Records shown
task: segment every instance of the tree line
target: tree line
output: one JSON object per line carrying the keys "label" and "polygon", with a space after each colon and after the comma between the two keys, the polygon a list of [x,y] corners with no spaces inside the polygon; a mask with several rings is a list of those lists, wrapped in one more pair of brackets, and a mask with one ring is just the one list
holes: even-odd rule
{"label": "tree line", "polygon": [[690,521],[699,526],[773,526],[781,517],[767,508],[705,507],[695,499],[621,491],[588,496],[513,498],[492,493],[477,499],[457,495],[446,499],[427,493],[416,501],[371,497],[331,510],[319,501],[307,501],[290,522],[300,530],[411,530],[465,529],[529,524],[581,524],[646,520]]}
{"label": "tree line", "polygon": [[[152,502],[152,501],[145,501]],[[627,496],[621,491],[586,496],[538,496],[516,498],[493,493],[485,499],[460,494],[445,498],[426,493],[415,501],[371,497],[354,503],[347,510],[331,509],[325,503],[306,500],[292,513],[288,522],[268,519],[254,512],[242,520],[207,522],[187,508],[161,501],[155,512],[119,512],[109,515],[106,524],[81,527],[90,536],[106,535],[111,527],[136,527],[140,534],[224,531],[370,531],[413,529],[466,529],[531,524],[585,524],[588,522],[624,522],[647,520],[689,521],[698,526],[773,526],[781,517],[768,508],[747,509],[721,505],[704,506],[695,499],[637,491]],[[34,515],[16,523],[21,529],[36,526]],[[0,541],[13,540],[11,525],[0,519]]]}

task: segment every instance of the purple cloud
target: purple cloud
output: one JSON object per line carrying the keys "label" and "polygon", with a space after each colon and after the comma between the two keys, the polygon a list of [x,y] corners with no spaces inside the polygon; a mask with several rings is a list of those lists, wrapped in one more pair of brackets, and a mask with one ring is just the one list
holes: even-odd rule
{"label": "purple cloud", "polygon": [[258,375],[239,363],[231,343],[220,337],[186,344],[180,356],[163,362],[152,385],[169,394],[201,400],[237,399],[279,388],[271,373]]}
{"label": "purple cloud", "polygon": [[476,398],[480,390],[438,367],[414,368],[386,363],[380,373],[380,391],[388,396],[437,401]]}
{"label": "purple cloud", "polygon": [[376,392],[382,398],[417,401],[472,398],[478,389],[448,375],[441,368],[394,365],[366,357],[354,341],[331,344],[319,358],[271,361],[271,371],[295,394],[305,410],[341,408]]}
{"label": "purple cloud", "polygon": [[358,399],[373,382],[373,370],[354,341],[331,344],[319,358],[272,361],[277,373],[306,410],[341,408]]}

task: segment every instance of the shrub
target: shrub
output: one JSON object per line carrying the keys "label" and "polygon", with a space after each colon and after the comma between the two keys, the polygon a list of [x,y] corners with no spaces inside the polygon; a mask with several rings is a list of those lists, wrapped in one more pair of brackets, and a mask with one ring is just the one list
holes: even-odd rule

Problem description
Extract all of the data above and output it character for character.

Solution
task: segment every instance of the tree line
target: tree line
output: one JSON object per line carrying the keys "label" and "polygon", with a space after each colon and after the comma between the two keys, the polygon a list of [x,y] corners with no spaces inside the polygon; a mask with several rings is a list of those lists, wrapped in one more pair of brackets, and a mask with one ring is just the one list
holes: even-odd rule
{"label": "tree line", "polygon": [[690,521],[699,526],[773,526],[781,517],[767,508],[705,507],[695,499],[621,491],[588,496],[513,498],[492,493],[477,499],[457,495],[446,499],[427,493],[416,501],[371,497],[331,510],[319,501],[307,501],[290,522],[300,530],[411,530],[465,529],[529,524],[581,524],[646,520]]}
{"label": "tree line", "polygon": [[[152,502],[152,501],[145,501]],[[627,496],[621,491],[586,496],[538,496],[516,498],[493,493],[485,499],[460,494],[445,498],[426,493],[415,501],[371,497],[354,503],[347,510],[331,509],[325,503],[306,500],[292,513],[288,522],[268,519],[254,512],[242,520],[207,522],[187,508],[161,501],[155,512],[119,512],[109,515],[106,524],[81,527],[90,536],[106,535],[111,527],[136,527],[140,534],[224,531],[370,531],[413,529],[466,529],[531,524],[585,524],[588,522],[624,522],[647,520],[689,521],[698,526],[773,526],[781,517],[768,508],[747,509],[721,505],[704,506],[695,499],[637,491]],[[34,515],[16,523],[21,529],[36,526]],[[0,541],[13,540],[11,525],[0,519]]]}

task: segment every instance of the purple cloud
target: purple cloud
output: one JSON object per line carrying the keys "label" and "polygon", with a space after each colon and after the comma between the two keys, the polygon a list of [x,y] corners with no spaces inside the polygon; a mask with several rings is a list of those lists, wrapped in one more pair of brackets, and a mask with one ring is just the one list
holes: even-odd rule
{"label": "purple cloud", "polygon": [[258,375],[239,363],[231,343],[220,337],[186,344],[180,356],[163,362],[152,385],[169,394],[201,400],[237,399],[279,388],[271,373]]}
{"label": "purple cloud", "polygon": [[476,398],[480,390],[438,367],[414,368],[386,363],[380,373],[380,391],[388,396],[437,401]]}
{"label": "purple cloud", "polygon": [[376,392],[382,398],[417,401],[472,398],[478,389],[448,375],[441,368],[394,365],[366,357],[354,341],[331,344],[319,358],[271,361],[271,371],[295,394],[305,410],[341,408]]}
{"label": "purple cloud", "polygon": [[358,399],[373,382],[373,370],[354,341],[331,344],[319,358],[272,361],[277,373],[306,410],[341,408]]}

task: segment every instance of the shrub
target: shrub
output: one JSON object per line carrying the keys "label" and "polygon", with a space after each colon and after the comma between the two keys, the polygon a list of [x,y] corners with no spaces inside the polygon; a mask with several rings is a list of those lists, wrapped in one more pair of brackets, and a mask with one ring is just the one list
holes: even-odd rule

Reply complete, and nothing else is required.